Texte fourni —
=======
Le principe féminin et le principe masculin trouvent la plus parfaite expression de leur union dans l’étoile de David. L’homme et la femme sont indifféremment l’un des deux triangles.

17h20. Franchi la frontière de la 1ère Région (Tarapacá).

Satisfaire vos besoins vous coûtera cent pesos. L’employée vous remettra un peu de papier hygiénique, ce qui ne manquera pas de provoquer en vous un peu de gêne.

Une route rectiligne à perte de vue ; on espère un tournant, un embranchement, un carrefour…

Présence de l’homme, des traces de pneumatiques.

Des agglomérations minables, un bric-à-brac répandu autour d’énormes complexes (comme Tocopilla et sa centrale thermoélectrique). C’est boulot-dodo. L’alcool et le sexe doivent y être pareillement tristes.

Peuple à réactions lentes. De ce point de vue, il diffère grandement du peuple espagnol.

La route de Calama à Iquique, ennuyeuse. Le regard suit la ligne centrale, presque toujours discontinue. Et lorsqu’il la quitte, c’est pour y revenir ; il ne trouve aucun appui ailleurs.
=======
Énoncé 1 —
D'après le texte fourni, combien coûte le fait de satisfaire ses besoins ?
Énoncé 2 —
Reprenez le passage du texte fourni qui commence par « Des agglomérations minables, un » et va jusqu'à « aucun appui ailleurs. », en substituant « monotone » à « ennuyeuse ».
Les données qui suivent forment un ensemble indépendant du texte fourni.

Données de pointage par expression référentielle
=======
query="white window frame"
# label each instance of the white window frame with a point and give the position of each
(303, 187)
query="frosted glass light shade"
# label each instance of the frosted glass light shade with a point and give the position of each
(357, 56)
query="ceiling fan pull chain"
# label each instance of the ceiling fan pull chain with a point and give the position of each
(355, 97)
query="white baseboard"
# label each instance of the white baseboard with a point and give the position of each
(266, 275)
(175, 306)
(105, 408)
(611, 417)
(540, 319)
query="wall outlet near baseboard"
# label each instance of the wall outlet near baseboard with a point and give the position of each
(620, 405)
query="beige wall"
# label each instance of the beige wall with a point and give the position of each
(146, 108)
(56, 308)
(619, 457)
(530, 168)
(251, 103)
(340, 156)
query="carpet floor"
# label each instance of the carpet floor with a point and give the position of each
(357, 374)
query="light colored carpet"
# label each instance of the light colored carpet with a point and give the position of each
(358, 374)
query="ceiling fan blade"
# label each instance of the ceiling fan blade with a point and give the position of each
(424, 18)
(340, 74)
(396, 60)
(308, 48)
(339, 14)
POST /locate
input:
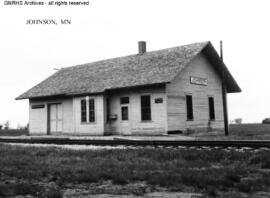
=======
Zone de réponse 1 —
Cent pesos.

Zone de réponse 2 —
Des agglomérations minables, un bric-à-brac répandu autour d’énormes complexes (comme Tocopilla et sa centrale thermoélectrique). C’est boulot-dodo. L’alcool et le sexe doivent y être pareillement tristes.

Peuple à réactions lentes. De ce point de vue, il diffère grandement du peuple espagnol.

La route de Calama à Iquique, monotone. Le regard suit la ligne centrale, presque toujours discontinue. Et lorsqu’il la quitte, c’est pour y revenir ; il ne trouve aucun appui ailleurs.